═══ Study material

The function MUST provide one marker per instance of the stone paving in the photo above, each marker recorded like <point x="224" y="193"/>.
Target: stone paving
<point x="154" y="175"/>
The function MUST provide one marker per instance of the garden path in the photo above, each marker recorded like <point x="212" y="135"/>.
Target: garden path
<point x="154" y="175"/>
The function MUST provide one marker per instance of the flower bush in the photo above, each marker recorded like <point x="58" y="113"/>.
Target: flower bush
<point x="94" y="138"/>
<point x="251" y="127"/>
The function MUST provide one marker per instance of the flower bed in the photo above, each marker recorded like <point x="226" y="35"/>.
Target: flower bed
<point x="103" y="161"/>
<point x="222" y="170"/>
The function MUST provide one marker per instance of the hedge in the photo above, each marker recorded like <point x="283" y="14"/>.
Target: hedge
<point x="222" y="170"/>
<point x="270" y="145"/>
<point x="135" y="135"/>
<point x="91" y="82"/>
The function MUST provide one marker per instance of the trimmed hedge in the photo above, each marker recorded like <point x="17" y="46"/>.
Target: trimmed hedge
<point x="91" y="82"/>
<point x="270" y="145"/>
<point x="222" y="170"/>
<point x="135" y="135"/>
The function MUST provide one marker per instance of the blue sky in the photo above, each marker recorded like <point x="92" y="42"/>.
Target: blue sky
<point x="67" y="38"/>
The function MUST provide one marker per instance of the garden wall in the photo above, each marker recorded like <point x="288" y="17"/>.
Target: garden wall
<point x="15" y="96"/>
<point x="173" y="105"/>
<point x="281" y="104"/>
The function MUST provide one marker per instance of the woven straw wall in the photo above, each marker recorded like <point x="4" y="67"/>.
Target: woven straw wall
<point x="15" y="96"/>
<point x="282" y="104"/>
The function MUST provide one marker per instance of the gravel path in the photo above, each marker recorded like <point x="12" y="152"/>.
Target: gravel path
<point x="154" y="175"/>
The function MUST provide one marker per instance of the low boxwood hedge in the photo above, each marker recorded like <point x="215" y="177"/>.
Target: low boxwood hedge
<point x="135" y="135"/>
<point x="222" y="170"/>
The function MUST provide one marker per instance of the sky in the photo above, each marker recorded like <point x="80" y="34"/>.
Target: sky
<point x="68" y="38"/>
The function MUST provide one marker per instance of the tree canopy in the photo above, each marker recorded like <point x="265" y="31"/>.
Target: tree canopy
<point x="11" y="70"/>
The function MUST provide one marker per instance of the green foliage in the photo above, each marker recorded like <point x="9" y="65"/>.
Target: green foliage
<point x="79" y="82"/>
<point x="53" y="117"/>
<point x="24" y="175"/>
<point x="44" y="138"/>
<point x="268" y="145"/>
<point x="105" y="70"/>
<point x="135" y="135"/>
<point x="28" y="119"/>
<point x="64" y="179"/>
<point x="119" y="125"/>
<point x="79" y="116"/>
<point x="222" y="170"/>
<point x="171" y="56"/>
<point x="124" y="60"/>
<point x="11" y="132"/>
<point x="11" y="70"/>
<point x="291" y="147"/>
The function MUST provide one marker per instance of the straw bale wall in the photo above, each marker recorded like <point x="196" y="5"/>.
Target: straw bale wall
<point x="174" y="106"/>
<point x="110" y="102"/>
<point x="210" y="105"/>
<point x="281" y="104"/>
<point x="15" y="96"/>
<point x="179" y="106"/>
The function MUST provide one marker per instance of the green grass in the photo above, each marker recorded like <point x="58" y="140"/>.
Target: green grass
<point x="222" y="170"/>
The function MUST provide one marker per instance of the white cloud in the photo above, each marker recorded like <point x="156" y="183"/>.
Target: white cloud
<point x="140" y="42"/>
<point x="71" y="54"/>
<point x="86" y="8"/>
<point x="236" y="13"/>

══════

• _Task details_:
Restate the whole listing exactly.

• _Task answer_:
The function MUST provide one marker per instance of the stone paving in the photo above, each marker recorded like <point x="224" y="193"/>.
Target: stone paving
<point x="154" y="175"/>
The function MUST provide one marker per instance of the garden path in the photo above, each marker recorded like <point x="212" y="135"/>.
Target: garden path
<point x="154" y="175"/>
The function MUST provide one marker per instance of the flower bush in the photo above, each marker recorded like <point x="58" y="113"/>.
Target: flower bush
<point x="94" y="138"/>
<point x="251" y="127"/>
The function MUST provide one marker per instance of the flower bed in the photo above, each marker recorded like <point x="226" y="35"/>.
Target: flower bed
<point x="103" y="161"/>
<point x="222" y="170"/>
The function MUST provide one marker per instance of the hedge in the photo above, each marker recorded like <point x="283" y="14"/>.
Target: hedge
<point x="222" y="170"/>
<point x="270" y="145"/>
<point x="135" y="135"/>
<point x="91" y="82"/>
The function MUST provide one marker per instance of the trimmed hedge in the photo above, each marker recorded like <point x="17" y="46"/>.
Target: trimmed hedge
<point x="91" y="82"/>
<point x="270" y="145"/>
<point x="222" y="170"/>
<point x="135" y="135"/>
The function MUST provide one marker per instance of the blue sky in the photo above, each marker recorded like <point x="92" y="42"/>.
Target: blue sky
<point x="67" y="38"/>
The function MUST provide one marker per instance of the garden wall in the photo above, each marker recorded like <point x="288" y="17"/>.
Target: garden wall
<point x="15" y="96"/>
<point x="173" y="105"/>
<point x="281" y="104"/>
The function MUST provide one marker per instance of the woven straw wall in the photo above, each marker recorded like <point x="4" y="67"/>.
Target: woven straw wall
<point x="15" y="96"/>
<point x="282" y="104"/>
The function MUST provide one marker per instance of the gravel path in the photo above, each marker recorded like <point x="12" y="152"/>.
Target: gravel path
<point x="154" y="175"/>
The function MUST provide one marker per instance of the low boxwood hedge in the photo above, each marker recorded like <point x="215" y="177"/>.
Target: low boxwood hedge
<point x="135" y="135"/>
<point x="222" y="170"/>
The function MUST provide one marker per instance of the sky in the photo above, each marker recorded like <point x="80" y="34"/>.
Target: sky
<point x="68" y="38"/>
The function MUST provide one marker per instance of the tree canopy in the photo above, each marker recorded like <point x="265" y="31"/>.
Target: tree canopy
<point x="11" y="70"/>
The function MUST provide one marker per instance of the green foliage in the photo above, each marker recorded like <point x="9" y="65"/>.
Target: green foliage
<point x="79" y="82"/>
<point x="53" y="117"/>
<point x="24" y="175"/>
<point x="44" y="138"/>
<point x="268" y="145"/>
<point x="105" y="70"/>
<point x="135" y="135"/>
<point x="28" y="119"/>
<point x="64" y="179"/>
<point x="119" y="125"/>
<point x="79" y="116"/>
<point x="222" y="170"/>
<point x="171" y="56"/>
<point x="124" y="60"/>
<point x="11" y="132"/>
<point x="11" y="70"/>
<point x="291" y="147"/>
The function MUST provide one marker per instance of the straw bale wall in the photo above, each marker recorded like <point x="196" y="5"/>.
Target: straw bale wall
<point x="174" y="106"/>
<point x="110" y="102"/>
<point x="210" y="105"/>
<point x="281" y="104"/>
<point x="15" y="96"/>
<point x="179" y="106"/>
The function MUST provide one marker per instance of the green grass in the photo above, each marker recorded like <point x="58" y="140"/>.
Target: green grass
<point x="222" y="170"/>
The function MUST provide one marker per instance of the white cloud in the photo above, each marker recorded like <point x="156" y="183"/>.
Target: white cloud
<point x="140" y="42"/>
<point x="71" y="54"/>
<point x="86" y="8"/>
<point x="236" y="13"/>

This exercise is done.